[start of Provided data]

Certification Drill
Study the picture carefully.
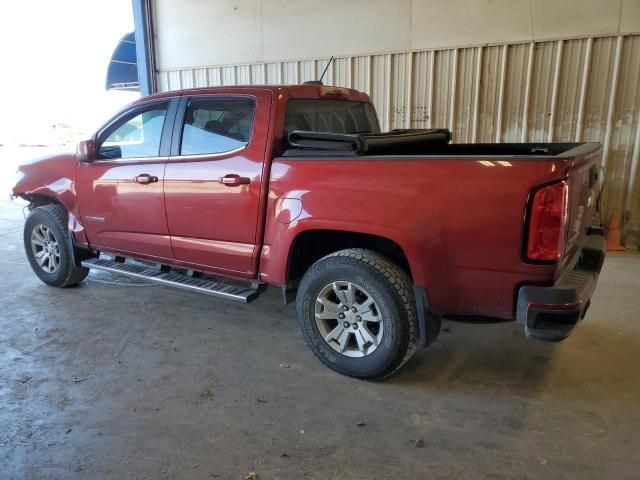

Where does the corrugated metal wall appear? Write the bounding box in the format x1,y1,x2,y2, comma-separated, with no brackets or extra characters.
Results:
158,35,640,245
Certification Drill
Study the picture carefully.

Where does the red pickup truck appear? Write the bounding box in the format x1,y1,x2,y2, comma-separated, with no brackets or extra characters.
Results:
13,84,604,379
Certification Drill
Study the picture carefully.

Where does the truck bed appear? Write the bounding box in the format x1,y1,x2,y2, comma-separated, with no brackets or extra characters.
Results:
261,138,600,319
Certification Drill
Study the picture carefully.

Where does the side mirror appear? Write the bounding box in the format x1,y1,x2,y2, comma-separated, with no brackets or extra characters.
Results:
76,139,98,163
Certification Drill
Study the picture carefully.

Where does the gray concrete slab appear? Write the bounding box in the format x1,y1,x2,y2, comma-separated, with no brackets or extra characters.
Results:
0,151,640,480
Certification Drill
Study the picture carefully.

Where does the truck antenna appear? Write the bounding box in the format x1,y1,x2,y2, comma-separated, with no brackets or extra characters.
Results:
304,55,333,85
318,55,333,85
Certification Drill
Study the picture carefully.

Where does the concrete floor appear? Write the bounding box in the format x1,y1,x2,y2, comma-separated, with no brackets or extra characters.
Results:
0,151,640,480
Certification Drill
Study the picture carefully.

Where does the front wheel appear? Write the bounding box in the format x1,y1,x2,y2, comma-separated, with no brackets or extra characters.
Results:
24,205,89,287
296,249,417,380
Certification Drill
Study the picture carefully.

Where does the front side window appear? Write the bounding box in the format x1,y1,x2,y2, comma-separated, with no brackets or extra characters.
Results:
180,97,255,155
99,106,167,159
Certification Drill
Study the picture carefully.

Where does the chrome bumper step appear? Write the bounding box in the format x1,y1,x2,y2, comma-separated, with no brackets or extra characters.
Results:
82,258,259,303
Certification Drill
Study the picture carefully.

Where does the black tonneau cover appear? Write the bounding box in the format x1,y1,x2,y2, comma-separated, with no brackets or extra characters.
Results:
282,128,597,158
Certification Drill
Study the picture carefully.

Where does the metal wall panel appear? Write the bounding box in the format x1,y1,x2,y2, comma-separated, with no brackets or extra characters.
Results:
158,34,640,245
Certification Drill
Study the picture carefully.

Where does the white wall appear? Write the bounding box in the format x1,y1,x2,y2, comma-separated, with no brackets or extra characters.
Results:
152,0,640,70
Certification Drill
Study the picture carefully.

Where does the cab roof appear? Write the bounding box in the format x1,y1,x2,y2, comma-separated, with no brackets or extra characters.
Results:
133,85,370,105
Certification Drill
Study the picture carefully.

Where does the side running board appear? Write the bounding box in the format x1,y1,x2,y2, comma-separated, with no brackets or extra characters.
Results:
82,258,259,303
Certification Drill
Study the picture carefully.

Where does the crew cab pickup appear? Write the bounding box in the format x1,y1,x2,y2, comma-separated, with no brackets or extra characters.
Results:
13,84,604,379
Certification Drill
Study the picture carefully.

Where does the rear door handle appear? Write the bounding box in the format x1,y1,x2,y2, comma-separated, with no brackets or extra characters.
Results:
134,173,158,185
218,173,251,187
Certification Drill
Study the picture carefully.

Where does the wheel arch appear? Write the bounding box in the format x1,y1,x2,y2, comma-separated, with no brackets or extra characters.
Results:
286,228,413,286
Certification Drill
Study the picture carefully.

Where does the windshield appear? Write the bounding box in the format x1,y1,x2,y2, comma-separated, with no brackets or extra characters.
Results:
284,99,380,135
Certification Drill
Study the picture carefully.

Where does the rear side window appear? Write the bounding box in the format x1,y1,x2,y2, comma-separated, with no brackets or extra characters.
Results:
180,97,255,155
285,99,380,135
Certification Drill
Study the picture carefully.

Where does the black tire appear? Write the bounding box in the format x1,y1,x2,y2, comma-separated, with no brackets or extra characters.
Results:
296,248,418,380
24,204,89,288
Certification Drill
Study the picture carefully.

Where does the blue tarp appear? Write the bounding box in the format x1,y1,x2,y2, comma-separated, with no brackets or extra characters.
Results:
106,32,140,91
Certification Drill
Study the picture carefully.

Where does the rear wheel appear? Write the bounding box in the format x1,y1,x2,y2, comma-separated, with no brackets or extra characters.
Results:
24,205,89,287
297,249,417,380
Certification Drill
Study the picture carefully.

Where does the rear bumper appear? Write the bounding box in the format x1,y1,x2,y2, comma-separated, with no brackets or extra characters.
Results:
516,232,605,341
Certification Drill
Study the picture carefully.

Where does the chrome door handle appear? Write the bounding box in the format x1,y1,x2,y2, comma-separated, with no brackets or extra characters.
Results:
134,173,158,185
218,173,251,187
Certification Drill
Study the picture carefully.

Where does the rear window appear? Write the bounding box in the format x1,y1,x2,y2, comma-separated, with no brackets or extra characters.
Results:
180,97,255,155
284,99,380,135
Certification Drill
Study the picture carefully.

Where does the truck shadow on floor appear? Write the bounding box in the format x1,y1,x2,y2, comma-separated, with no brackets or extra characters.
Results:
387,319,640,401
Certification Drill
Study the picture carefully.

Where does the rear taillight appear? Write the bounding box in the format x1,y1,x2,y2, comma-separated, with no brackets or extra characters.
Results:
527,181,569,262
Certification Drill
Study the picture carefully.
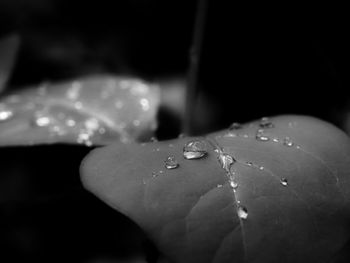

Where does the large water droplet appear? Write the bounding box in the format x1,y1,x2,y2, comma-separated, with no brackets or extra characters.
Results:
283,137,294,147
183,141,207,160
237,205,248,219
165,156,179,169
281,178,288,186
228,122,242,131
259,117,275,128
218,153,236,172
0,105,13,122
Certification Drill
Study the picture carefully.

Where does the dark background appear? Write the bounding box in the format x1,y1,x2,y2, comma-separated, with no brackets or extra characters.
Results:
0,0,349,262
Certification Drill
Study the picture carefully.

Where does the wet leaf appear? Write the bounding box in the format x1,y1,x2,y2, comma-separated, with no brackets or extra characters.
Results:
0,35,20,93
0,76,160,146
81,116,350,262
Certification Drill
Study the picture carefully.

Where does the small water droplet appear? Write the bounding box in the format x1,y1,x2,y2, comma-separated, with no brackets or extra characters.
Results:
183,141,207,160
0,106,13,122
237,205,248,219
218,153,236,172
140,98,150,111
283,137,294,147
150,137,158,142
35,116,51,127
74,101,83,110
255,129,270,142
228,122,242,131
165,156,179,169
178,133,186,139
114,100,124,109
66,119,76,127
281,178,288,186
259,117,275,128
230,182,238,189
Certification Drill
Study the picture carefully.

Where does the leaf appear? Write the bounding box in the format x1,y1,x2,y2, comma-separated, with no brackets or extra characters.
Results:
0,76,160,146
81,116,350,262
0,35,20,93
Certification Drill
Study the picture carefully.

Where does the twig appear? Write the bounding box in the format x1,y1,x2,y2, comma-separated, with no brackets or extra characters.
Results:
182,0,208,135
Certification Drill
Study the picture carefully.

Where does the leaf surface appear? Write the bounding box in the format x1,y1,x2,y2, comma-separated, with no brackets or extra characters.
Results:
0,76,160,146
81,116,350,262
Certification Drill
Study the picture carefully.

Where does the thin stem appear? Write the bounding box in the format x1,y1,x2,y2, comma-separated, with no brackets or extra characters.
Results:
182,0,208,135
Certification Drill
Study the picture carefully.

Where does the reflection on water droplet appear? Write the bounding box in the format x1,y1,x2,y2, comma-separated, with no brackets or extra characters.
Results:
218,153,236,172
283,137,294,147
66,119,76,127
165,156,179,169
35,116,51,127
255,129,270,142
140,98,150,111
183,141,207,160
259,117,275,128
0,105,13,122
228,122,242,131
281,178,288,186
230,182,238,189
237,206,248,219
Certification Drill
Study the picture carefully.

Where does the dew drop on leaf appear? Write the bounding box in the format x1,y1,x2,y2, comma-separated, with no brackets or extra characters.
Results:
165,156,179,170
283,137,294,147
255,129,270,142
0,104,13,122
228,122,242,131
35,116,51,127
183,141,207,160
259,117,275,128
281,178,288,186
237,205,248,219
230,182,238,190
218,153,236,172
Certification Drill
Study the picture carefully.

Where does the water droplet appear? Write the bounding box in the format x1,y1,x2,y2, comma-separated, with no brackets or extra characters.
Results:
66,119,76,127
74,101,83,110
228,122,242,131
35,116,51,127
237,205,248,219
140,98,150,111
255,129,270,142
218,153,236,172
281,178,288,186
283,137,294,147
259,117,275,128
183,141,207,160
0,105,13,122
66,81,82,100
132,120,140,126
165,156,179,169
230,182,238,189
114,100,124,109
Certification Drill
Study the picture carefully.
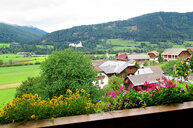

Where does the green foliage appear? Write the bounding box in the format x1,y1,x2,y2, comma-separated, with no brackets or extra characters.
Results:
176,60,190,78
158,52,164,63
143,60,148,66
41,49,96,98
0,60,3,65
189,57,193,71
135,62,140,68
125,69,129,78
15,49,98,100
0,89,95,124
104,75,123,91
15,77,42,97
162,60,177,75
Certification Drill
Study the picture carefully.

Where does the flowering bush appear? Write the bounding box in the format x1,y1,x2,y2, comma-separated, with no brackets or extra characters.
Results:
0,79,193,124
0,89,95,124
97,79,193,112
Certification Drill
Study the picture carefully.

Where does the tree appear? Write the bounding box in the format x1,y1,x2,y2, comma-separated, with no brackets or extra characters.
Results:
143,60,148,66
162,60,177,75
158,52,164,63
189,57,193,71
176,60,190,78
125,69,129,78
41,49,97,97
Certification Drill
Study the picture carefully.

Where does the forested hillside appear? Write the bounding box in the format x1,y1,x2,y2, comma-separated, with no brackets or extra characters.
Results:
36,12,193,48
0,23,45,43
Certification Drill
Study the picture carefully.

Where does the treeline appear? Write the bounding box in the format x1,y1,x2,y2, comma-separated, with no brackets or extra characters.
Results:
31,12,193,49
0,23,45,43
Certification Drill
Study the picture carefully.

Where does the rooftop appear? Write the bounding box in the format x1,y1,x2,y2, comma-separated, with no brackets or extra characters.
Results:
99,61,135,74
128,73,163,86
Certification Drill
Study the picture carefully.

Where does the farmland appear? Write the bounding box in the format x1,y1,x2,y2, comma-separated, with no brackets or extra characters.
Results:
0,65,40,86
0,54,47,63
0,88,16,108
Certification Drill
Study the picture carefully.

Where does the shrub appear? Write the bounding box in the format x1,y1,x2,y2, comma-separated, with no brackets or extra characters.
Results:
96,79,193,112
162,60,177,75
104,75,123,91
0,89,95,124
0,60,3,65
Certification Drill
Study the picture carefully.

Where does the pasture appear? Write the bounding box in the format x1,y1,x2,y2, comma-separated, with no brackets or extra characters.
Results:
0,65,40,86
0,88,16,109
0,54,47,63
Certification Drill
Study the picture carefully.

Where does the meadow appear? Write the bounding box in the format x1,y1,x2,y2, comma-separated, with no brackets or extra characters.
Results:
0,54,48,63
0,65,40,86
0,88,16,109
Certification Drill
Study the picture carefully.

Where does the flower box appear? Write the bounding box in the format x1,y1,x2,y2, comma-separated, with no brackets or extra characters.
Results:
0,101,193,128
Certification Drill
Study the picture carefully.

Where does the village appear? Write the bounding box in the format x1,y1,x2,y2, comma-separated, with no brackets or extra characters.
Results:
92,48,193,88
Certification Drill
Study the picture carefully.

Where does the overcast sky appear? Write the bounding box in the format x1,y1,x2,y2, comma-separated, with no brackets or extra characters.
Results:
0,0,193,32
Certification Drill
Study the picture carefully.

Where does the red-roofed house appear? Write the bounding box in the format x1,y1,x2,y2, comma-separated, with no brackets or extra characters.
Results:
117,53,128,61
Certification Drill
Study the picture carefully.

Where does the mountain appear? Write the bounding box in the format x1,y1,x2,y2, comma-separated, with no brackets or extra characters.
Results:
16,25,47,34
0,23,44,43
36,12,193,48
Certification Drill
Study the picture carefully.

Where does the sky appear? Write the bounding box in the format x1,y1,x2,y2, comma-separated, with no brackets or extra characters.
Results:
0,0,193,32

[end of Provided data]

- _Challenge_
Locate every line of the records above that contains the word "black" and copy each one out in full.

- _Finished task_
Where does the black tonneau cover appear? Write the bounding box in the format x1,y1,x2,y2, comma-separated, with no brackets or extra characters.
Where does the black tire appear? Write the bounding box in the format x1,y1,x2,y2, comma-separated, with no brackets or extra characters.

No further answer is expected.